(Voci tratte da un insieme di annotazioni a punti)
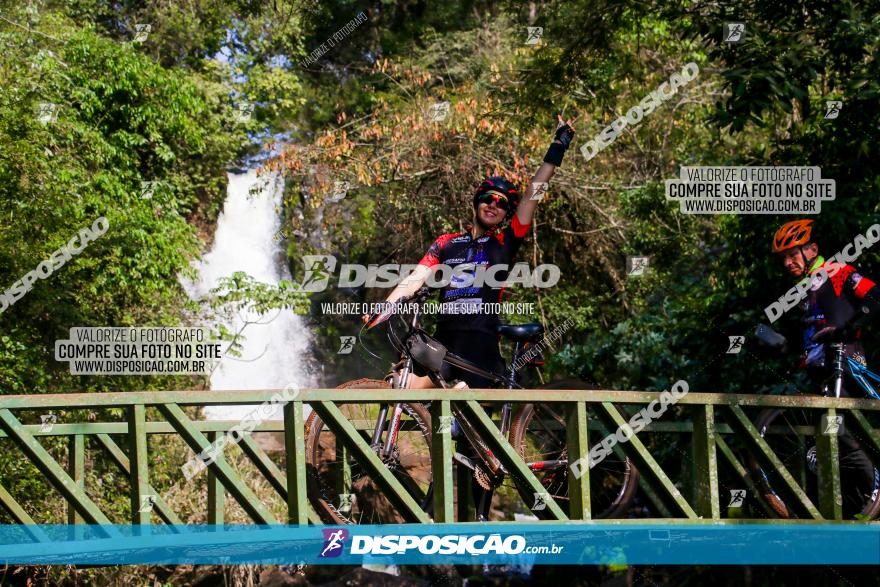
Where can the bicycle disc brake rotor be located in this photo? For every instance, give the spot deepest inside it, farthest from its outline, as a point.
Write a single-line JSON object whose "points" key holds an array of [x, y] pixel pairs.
{"points": [[485, 479]]}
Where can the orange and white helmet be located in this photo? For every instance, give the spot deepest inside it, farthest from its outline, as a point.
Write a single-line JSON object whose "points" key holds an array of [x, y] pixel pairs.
{"points": [[792, 234]]}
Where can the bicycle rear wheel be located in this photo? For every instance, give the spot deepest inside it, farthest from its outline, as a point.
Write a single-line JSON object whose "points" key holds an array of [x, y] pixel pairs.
{"points": [[538, 433], [791, 433], [333, 473]]}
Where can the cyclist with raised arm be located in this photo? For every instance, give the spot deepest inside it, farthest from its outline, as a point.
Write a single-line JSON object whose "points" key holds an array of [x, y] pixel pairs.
{"points": [[462, 325], [836, 297], [465, 325]]}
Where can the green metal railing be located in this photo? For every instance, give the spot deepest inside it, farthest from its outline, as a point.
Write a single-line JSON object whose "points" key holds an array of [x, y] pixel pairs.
{"points": [[712, 421]]}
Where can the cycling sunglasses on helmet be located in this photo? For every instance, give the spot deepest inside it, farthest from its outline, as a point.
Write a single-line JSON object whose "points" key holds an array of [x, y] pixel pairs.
{"points": [[490, 197]]}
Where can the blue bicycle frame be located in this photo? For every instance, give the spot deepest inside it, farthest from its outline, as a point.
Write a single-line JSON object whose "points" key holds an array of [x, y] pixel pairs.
{"points": [[861, 374]]}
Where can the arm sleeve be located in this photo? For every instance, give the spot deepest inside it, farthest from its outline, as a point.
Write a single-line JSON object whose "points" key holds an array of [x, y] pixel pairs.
{"points": [[865, 291]]}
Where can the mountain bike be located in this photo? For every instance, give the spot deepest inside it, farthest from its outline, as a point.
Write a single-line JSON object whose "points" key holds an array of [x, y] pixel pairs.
{"points": [[400, 435], [789, 431]]}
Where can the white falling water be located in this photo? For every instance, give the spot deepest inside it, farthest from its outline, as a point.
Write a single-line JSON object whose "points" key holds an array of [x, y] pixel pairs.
{"points": [[274, 354]]}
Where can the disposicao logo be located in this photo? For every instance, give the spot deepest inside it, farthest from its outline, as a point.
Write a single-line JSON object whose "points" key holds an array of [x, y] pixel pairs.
{"points": [[334, 539]]}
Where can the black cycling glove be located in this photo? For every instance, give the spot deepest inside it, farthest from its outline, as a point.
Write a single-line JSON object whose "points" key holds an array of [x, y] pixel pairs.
{"points": [[561, 141]]}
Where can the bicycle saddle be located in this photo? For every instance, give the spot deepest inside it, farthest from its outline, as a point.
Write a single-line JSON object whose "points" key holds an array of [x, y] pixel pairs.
{"points": [[521, 332]]}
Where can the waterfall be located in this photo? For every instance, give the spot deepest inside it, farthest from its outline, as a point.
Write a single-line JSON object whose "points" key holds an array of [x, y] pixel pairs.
{"points": [[275, 352]]}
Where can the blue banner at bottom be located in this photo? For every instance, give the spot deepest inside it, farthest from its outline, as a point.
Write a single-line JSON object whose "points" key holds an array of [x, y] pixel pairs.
{"points": [[412, 544]]}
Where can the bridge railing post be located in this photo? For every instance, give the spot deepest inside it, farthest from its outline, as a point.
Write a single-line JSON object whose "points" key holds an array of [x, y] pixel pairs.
{"points": [[578, 441], [141, 500], [294, 444], [828, 466], [76, 469], [441, 462], [216, 491]]}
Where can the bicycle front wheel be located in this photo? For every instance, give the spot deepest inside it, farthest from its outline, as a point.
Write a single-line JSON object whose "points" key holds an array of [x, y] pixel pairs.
{"points": [[538, 433], [791, 434], [339, 487]]}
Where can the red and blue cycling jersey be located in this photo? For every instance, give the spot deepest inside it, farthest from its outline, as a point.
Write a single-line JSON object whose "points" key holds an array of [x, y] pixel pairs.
{"points": [[833, 302], [488, 250]]}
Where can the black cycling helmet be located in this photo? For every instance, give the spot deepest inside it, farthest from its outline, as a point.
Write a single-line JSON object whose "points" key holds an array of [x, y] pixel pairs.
{"points": [[502, 186]]}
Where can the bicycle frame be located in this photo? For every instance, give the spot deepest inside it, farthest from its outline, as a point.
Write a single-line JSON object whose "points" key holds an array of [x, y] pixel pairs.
{"points": [[859, 372], [510, 380]]}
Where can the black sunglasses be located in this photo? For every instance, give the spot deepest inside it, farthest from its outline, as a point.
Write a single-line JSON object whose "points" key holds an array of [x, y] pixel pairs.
{"points": [[499, 200]]}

■ Consegna ■
Ripeta parola per parola la parte dell'elenco che comincia con la riga contenente "Where can the black cycling helmet" e arriva fino alla fine dell'elenco, includendo entrambi gli estremi.

■ Risposta alla consegna ■
Where can the black cycling helmet be located in this photo? For every instance, give the spot deepest inside it, farthest from its outline, as a point.
Write a single-line JSON object whose "points" key holds an array of [x, y] pixel pairs.
{"points": [[502, 186]]}
Where can the bicycle frame be located in this photo? For every instance, give the spot deepest inside it, farthest from its outline, as a point.
Write a single-line JSON object whose "points" key holds an array of [x, y] pixel pairs.
{"points": [[859, 372], [510, 380]]}
Where can the black sunglasses be located in this photo? For every instance, give the spot deepest inside it, farthest from its outline, as a point.
Write a single-line JSON object whose "points" key holds an array of [x, y] pixel pairs.
{"points": [[499, 200]]}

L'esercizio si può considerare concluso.